## EXERCISE REQUIREMENTS:
Omit the images, then output each of the records below exactly.

## Coordinate annotation entries:
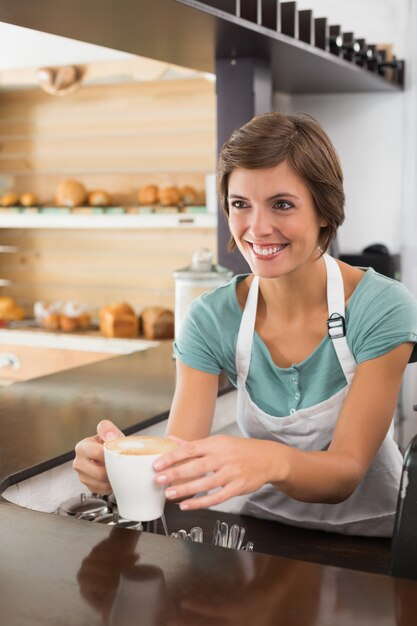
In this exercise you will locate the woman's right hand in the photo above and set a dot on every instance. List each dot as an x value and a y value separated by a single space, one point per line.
89 458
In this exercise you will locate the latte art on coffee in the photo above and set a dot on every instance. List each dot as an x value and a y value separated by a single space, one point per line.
140 446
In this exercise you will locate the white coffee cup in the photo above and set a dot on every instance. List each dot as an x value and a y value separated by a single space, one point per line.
130 468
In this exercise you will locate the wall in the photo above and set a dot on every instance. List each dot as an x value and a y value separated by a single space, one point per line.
117 137
375 136
367 129
97 266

## RESULT OF THIS EXERCISE:
In this exercise you will locate the woman's right hand in the photo above and set a dot on every instance. List each dot as an x value and a y value separated by a single space, one point per line.
89 458
In this exercise you will locate the latte art on coffee in the photo above and set a dot on every instance. List each dot as an x value and a y value separated by a single space, one point per line.
140 446
In this exercise you will locate the white coffee cup in the photo above and set a dot on every instance. List each dot as an x value and a y value separated by a single space, one point per line.
130 468
In this exercise you will locate the wall in the photo above and set a dot on every instance. List each dot as an x value and a y value separated by a single space, one point per line.
117 137
375 136
367 129
97 266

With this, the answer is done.